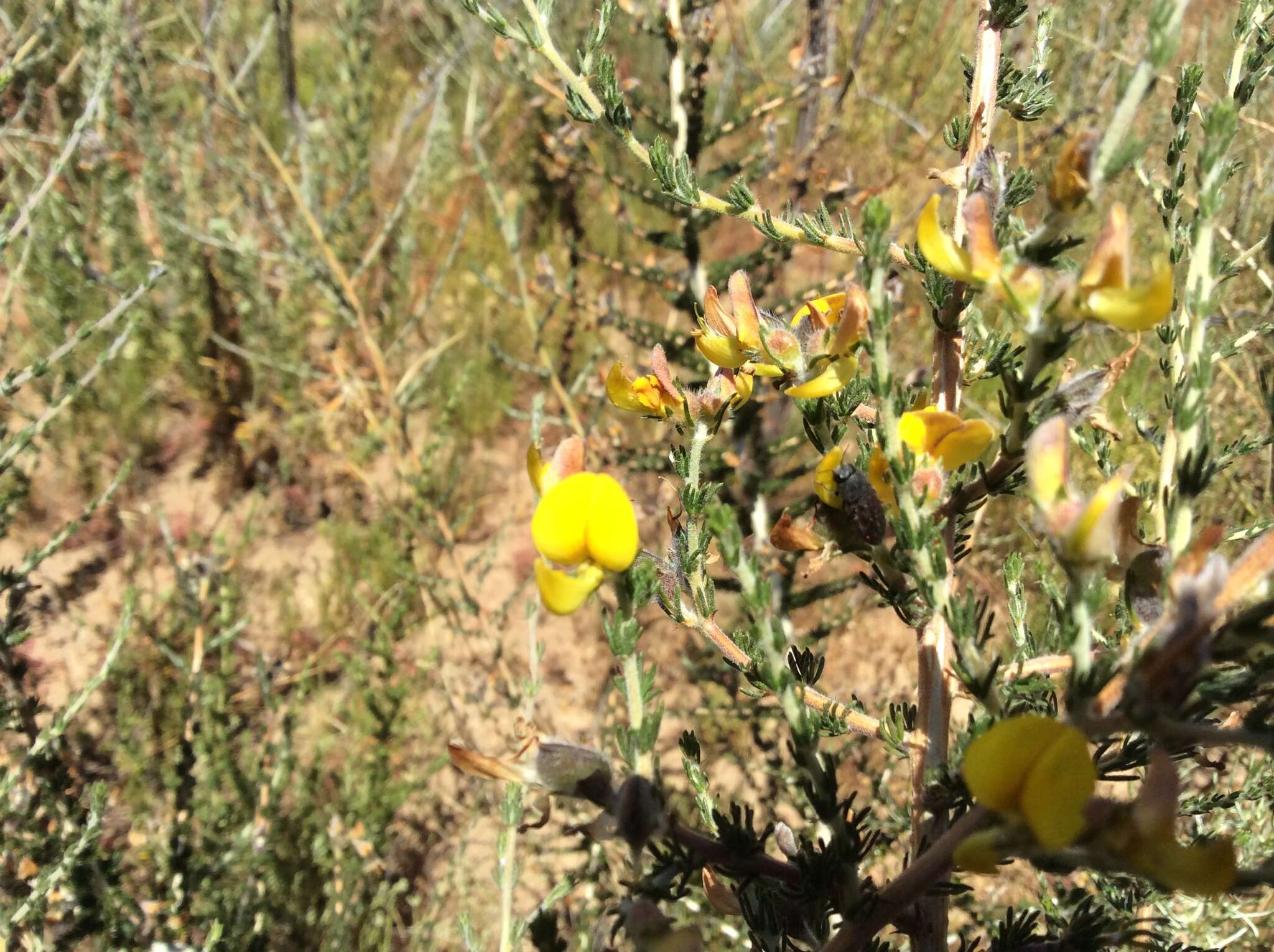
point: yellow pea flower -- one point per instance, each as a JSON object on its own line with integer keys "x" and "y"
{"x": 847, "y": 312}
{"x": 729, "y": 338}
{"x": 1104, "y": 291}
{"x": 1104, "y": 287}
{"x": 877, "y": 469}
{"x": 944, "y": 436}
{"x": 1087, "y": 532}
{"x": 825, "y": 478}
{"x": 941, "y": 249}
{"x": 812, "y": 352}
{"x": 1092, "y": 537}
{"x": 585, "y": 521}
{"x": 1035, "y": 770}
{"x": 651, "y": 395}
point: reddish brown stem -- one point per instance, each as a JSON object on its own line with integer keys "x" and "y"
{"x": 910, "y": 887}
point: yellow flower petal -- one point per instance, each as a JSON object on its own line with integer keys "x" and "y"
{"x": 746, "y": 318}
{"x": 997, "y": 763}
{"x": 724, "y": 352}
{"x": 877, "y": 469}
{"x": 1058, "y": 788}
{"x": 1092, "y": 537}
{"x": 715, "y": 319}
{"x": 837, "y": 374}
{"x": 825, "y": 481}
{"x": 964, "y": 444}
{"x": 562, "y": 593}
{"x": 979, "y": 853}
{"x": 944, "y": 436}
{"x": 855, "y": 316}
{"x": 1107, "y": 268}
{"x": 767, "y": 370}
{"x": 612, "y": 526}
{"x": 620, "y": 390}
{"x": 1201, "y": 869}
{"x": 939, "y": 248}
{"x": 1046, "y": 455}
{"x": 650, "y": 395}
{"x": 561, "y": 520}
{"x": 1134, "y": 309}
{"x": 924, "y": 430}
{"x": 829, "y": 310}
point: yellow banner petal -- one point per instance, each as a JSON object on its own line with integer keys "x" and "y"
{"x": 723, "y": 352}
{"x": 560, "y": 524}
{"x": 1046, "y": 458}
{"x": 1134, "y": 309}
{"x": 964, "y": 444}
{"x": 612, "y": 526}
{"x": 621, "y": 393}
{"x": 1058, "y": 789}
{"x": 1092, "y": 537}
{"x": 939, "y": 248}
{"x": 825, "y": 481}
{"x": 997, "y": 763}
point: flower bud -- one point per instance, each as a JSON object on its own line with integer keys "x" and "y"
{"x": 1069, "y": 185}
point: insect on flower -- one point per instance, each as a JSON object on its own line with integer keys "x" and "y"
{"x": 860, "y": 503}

STATED TASK >>
Can you recast every line of the records above as a Markdown table with a Row column for the row number and a Text column for the line, leaving out blank lines and the pictures?

TASK RESPONSE >>
| Row | Text |
|---|---|
| 1 | point: yellow pea flower -- one point per instance, each as a JSON object on its own line with integer keys "x" and "y" |
| 2 | {"x": 847, "y": 312} |
| 3 | {"x": 729, "y": 338} |
| 4 | {"x": 1104, "y": 291} |
| 5 | {"x": 1104, "y": 287} |
| 6 | {"x": 877, "y": 469} |
| 7 | {"x": 944, "y": 436} |
| 8 | {"x": 1087, "y": 532} |
| 9 | {"x": 825, "y": 478} |
| 10 | {"x": 941, "y": 249} |
| 11 | {"x": 812, "y": 352} |
| 12 | {"x": 1092, "y": 537} |
| 13 | {"x": 585, "y": 521} |
| 14 | {"x": 1035, "y": 770} |
| 15 | {"x": 651, "y": 395} |
| 16 | point: reddish brown stem -- one point per instance, each as a JSON object on its own line with integer keys "x" and "y" |
| 17 | {"x": 910, "y": 887} |
| 18 | point: yellow flower petal -- one point per instance, each as a JSON object on its own line with integer keys "x" and "y" |
| 19 | {"x": 746, "y": 318} |
| 20 | {"x": 997, "y": 763} |
| 21 | {"x": 724, "y": 352} |
| 22 | {"x": 877, "y": 469} |
| 23 | {"x": 1058, "y": 788} |
| 24 | {"x": 1092, "y": 537} |
| 25 | {"x": 715, "y": 319} |
| 26 | {"x": 837, "y": 374} |
| 27 | {"x": 825, "y": 481} |
| 28 | {"x": 964, "y": 444} |
| 29 | {"x": 562, "y": 593} |
| 30 | {"x": 979, "y": 853} |
| 31 | {"x": 944, "y": 436} |
| 32 | {"x": 855, "y": 316} |
| 33 | {"x": 1107, "y": 268} |
| 34 | {"x": 767, "y": 370} |
| 35 | {"x": 612, "y": 526} |
| 36 | {"x": 620, "y": 390} |
| 37 | {"x": 1201, "y": 869} |
| 38 | {"x": 939, "y": 248} |
| 39 | {"x": 1046, "y": 455} |
| 40 | {"x": 650, "y": 395} |
| 41 | {"x": 561, "y": 520} |
| 42 | {"x": 1134, "y": 309} |
| 43 | {"x": 924, "y": 430} |
| 44 | {"x": 829, "y": 310} |
| 45 | point: yellow banner petal -- one point per instance, each as a JSON object on its own line with integer keys "x" and "y" |
| 46 | {"x": 723, "y": 352} |
| 47 | {"x": 560, "y": 524} |
| 48 | {"x": 1046, "y": 458} |
| 49 | {"x": 1134, "y": 309} |
| 50 | {"x": 964, "y": 444} |
| 51 | {"x": 612, "y": 526} |
| 52 | {"x": 621, "y": 393} |
| 53 | {"x": 1058, "y": 789} |
| 54 | {"x": 1092, "y": 537} |
| 55 | {"x": 939, "y": 248} |
| 56 | {"x": 825, "y": 481} |
| 57 | {"x": 997, "y": 763} |
| 58 | point: flower bud -- one point per instance, each as a JSON object on its own line with integer keys "x" and "y" |
| 59 | {"x": 1069, "y": 185} |
| 60 | point: insect on flower -- one point per instance, each as a JSON object on its own line with integer keys "x" and "y" |
| 61 | {"x": 860, "y": 503} |